begin Excerpt provided
A Likable Fellow and A Revered Commander

While inquiring and researching about General Hieu, one salient fact struck me: everybody agreed that General Hieu was a likable fellow and a revered commander. These testimonies have been reported in different places of this homepage. They are hereby collected and assembled in this article to form a rosary of praising beads.

Military Cadet Hieu

Hieu was the one I admired the most...He was very jovial and very pleasant. Whoever met him for the first time would like him immediately...He had the appearance of a professor, Vietnamese and French instructors equally respected and liked him. (Cadet Dinh van Chung).
I sincerely praise Hieu concerning his magnificent attitude and character. (Cadet Nguyen Van Men).
He possessed an even-tempered, loyal and pleasant character. Tran Hung Dao's classmates all cherished Major General Hieu... (Cadet Hoang Xuan Lam).
We were not very close, but like the other classmates, we all cherished Hieu, because of his friendly and very humble character, although he was a young man with a high level of academic background. (Cadet Nguyen Van Toan).
All of us 3rd Class cadets cherished Hieu because he was very virtuous and competent. (Cadet Do Trong Nhuan).
I liked him right at the moment of our first encounter, because he appeared very congenial and humble. (Cadet Lu Mong Lan).
The inspector officer was Captain De Taine, commander of cadets Division. In an inspection, Hieu's pair of boots was used by Captain De Taine as a model of boots polishing. In reality, any cadet's pair of boots were polished thoroughly atop, but if the sole was closely examined, the majority had traces of dirt around nails' ends. But Hieu's pair of boots was spotless and sparkling upside down!... The day after the graduation, newly graduated officers departed to different avenues to serve the country, I retained a few soul-mate classmates in my memory, and among them Hieu occupied a special spot. (Cadet Quan Minh Giau).

Lieutenant Hieu

I resided at the bachelors' quarter of the General Staff compound and had as roommate Lieutenant Nguyen Van Hieu. Since then we knew each other well. He was a kind, religious and polite officer, extremely helpful toward his comrades. (Tran Ngoc Nhuan).

Captain Hieu

After the splitting of the country into two parts, I was transferred to G3 staff at the Joint General Staff, in charge of the General Research section; not long afterwards, Hieu was also transferred here as Deputy Head. I was overjoyed by our reunion. The first thing I noticed was he remained the same in his behavior and attitude, as in the old days. During the period we worked together at G3, I noticed that Hieu was very intelligent and diligent, sharp and quick in making decisions in strategy matters. Every staff member held him in high-esteem. (Colonel Quan Minh Giau).
end Excerpt provided
begin Information shown
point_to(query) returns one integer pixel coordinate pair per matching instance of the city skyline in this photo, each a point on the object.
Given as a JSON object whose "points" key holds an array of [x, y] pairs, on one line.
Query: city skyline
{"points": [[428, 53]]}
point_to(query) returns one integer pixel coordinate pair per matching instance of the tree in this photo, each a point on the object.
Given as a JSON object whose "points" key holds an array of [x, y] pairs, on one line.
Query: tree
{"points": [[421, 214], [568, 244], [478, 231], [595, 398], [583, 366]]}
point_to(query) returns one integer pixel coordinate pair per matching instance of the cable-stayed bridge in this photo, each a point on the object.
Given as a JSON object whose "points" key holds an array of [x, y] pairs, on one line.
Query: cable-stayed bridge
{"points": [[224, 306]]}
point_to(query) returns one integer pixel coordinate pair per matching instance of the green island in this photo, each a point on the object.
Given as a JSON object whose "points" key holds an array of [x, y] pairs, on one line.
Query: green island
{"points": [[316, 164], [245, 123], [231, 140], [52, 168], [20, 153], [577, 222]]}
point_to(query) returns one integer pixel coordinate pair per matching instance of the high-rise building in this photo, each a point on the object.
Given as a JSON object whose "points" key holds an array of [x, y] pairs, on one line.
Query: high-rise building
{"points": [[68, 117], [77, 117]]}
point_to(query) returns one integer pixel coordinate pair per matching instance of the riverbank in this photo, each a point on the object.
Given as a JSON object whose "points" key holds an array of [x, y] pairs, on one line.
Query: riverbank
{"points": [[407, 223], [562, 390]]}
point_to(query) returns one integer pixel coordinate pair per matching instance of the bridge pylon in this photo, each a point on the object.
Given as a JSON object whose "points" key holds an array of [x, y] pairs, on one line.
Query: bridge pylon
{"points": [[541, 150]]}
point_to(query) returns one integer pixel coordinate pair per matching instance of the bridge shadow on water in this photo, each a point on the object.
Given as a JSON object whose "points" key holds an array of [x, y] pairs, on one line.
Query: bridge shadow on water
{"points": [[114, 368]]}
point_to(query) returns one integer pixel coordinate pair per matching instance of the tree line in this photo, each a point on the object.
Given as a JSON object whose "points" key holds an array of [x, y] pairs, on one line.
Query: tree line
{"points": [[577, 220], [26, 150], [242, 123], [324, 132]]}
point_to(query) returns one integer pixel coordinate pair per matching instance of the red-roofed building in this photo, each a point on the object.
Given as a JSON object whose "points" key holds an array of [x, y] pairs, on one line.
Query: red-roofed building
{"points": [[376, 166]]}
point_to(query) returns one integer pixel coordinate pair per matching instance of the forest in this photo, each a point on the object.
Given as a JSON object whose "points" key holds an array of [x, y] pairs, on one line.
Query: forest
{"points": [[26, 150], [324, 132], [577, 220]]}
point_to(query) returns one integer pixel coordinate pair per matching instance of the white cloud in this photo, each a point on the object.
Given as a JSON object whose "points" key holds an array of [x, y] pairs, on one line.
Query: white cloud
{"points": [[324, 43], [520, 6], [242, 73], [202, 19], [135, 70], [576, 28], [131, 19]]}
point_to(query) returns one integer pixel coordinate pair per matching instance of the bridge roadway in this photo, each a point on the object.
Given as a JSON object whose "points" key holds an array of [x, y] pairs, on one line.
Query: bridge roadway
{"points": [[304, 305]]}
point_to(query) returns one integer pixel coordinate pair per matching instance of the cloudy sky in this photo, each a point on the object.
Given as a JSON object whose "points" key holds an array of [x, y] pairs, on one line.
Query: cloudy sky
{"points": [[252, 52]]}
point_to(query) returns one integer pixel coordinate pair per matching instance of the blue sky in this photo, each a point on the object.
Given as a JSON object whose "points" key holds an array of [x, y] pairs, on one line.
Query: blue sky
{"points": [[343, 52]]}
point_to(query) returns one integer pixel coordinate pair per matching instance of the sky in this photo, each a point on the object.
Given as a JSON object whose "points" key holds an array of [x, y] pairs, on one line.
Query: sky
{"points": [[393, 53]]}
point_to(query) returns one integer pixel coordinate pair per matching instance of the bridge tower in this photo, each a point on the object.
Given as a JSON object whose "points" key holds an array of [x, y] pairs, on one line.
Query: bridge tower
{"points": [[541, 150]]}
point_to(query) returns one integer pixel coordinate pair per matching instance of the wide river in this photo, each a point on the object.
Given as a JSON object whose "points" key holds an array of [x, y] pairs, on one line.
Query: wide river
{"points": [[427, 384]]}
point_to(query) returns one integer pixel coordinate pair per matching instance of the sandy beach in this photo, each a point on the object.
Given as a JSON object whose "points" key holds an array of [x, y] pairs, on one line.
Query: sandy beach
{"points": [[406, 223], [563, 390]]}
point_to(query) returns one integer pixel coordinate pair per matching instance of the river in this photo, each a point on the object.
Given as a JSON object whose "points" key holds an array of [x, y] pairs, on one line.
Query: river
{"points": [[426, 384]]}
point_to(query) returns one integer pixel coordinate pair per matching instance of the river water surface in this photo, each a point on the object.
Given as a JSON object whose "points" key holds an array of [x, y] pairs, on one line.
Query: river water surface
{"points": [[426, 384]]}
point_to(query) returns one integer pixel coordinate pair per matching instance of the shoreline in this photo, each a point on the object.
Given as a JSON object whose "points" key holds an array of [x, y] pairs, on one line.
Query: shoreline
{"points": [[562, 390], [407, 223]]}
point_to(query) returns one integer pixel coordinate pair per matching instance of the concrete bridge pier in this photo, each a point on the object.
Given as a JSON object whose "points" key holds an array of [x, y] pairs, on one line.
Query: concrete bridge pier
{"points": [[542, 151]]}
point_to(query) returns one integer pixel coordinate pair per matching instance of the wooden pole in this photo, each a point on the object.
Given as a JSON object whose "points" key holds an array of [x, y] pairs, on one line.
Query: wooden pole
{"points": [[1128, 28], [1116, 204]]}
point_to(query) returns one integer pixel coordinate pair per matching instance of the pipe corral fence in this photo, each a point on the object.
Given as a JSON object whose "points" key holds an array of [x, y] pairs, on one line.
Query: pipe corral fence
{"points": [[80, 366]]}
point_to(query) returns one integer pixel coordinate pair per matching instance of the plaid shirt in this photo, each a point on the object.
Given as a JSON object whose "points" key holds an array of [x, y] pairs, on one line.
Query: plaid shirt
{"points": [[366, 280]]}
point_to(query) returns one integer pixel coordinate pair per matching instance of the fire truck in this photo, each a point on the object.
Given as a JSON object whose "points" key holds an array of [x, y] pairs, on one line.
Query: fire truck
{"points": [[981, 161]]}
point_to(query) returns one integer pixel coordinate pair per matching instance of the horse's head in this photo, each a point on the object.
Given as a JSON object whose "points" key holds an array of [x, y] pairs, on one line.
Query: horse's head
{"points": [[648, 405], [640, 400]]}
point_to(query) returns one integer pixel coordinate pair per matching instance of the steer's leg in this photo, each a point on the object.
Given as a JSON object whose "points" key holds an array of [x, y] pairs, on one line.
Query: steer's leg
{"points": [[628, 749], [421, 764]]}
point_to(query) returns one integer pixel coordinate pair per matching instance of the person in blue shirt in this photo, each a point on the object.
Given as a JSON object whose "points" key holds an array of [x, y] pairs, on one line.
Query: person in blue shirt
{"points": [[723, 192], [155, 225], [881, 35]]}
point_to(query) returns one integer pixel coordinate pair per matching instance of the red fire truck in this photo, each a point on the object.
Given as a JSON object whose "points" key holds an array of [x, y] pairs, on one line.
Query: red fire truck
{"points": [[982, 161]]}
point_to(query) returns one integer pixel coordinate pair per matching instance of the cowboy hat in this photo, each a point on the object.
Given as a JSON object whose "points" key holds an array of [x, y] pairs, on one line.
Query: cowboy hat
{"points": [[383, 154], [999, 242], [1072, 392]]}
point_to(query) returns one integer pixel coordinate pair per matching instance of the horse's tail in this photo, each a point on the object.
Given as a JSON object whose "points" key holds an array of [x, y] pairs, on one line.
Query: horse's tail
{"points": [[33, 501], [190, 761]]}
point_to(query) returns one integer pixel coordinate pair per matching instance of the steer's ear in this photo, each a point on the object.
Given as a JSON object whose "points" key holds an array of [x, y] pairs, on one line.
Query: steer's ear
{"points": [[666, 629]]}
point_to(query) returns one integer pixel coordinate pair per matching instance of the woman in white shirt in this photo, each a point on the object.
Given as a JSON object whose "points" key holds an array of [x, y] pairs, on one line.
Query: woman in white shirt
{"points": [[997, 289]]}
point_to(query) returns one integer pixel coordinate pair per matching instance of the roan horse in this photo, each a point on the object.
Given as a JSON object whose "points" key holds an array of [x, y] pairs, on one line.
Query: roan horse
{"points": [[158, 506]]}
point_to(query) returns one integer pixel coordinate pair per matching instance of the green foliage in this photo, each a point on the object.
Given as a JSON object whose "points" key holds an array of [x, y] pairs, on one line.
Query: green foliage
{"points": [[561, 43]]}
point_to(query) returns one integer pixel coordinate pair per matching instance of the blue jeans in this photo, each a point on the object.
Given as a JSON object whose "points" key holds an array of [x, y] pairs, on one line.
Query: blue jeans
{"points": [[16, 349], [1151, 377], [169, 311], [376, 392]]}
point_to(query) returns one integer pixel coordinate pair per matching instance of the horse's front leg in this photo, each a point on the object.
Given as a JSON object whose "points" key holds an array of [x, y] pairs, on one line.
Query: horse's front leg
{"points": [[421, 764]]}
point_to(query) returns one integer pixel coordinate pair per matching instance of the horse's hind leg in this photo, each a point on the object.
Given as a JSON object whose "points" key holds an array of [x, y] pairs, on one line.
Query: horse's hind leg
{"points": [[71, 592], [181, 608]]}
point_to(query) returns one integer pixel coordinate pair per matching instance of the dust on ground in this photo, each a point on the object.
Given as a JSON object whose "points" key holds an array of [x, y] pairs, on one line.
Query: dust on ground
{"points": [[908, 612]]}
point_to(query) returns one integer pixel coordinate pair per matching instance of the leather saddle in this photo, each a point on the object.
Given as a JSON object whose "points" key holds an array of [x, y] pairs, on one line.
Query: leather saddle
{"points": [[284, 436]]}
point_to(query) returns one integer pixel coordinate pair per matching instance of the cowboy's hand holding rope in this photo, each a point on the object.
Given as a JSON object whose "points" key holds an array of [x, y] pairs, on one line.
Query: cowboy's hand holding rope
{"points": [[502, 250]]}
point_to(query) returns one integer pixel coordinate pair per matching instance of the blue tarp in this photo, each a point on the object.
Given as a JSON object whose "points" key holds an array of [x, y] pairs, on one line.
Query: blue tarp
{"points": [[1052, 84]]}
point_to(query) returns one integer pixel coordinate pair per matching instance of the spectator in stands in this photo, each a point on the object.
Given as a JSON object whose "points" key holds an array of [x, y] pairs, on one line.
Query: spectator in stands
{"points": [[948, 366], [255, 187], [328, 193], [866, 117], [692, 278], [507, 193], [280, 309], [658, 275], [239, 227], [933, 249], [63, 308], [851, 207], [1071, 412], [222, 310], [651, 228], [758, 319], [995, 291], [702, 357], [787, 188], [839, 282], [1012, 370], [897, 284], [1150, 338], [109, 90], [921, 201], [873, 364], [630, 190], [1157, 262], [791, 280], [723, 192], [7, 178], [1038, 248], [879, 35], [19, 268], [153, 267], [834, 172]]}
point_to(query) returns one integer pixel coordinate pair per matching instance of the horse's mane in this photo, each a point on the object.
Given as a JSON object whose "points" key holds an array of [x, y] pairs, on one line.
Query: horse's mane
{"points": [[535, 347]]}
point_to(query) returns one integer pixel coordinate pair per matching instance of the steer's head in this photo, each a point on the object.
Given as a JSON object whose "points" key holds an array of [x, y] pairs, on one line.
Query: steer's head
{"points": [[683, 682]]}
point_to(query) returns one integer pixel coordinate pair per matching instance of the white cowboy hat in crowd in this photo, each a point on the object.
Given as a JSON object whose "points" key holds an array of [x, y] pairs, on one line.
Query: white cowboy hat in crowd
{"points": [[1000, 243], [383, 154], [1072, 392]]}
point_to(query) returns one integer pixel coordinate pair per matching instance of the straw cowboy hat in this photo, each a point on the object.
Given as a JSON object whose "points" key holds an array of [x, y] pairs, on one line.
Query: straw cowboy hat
end Information shown
◆ Your objective ◆
Continue the tribute to General Hieu from its last sentence, carrying on in the same manner.

◆ Expected answer ◆
Major Hieu

Major Wagner introduced me to the Vietnamese Deputy Chief of Operations in this Corps Area, Major Nguyen Van Hieu, a slight, alert, well-scrubbed individual whom Wagner, in an aside to me, characterized as "very bright." (A USMC Officer).
He was well liked and respected by his classmates. (Report Card, US Command and General Staff College).
I met an American adviser some years back who went to school with your brother (can't remember name) but remember him bragging about how good your brother was in school, and saying that he WOULD be a General very early! (Beverly Haire).

22nd Division Commanding General

More than 20 years had gone by, reminiscing Major General Nguyen Van Hieu, I cannot repress my strong emotions nor can I resist from admiring a competent, virtuous General...Not only myself, one could say that even to this day, the great majority of ARVN admire likable traits of Major General Nguyen Van Hieu...General Hieu's working style drew admiration and respect from soldiers at all levels at the 22nd Infantry Division, and everybody was proud to serve under his command. Toward those under his command, he was magnanimous, intelligent, non-partisan, incorruptible, accepting bribery from no one. Toward American and allies units, he commanded extreme respect and admiration for his dedication to the country and to the army...The Korean Major General of the Tiger Division respected Major General Hieu... (Colonel Trinh Tieu).
I admired two Generals the most. First, General Do Cao Tri...Second, General Hieu because he fought with high class...It is without saying that General Hieu excelled in strategy, but he was also excellent as a tactician...One could not possibly compare General Ngo Quang Truong to General Hieu... (Colonel Le Khac Ly).
I was glad we had spent so much time working with the 22d Army of the Republic of Vietnam Division on airmobile tactics, since the 22d, under the able leadership of Colonel Nguyen Van Hieu, would have to bear the major burden in Binh Dinh Province for a time. (...) During Operation PERSHING over 29 joint operations were conducted with the 22d Army of the Republic of Vietnam Infantry Division. The 40th Regiment of this division played a major part in the Battle of Tam Quan. (Major General John Tolson)
My best memory of him is that he was a very proud man who was respected by his troops. (Jason Kaatz).

5th Division Commanding General

General Hieu is an above average commander...He is rated better than the average US Division commander in his overall performance. (Colonel John G. Hayes).
In those numerous times when our C&C helicopter was hit by enemy fire, General Hieu used to tell jokes in order to alleviate the tension and fear of the other passengers. (Major Edgar C. Doleman).
I served as the Personal Security officer for General Creighton Abrams. I can tell you he had great respect for General Hieu and always spoke highly of his integrity, honor and valor. (Raymond E. D'Addario).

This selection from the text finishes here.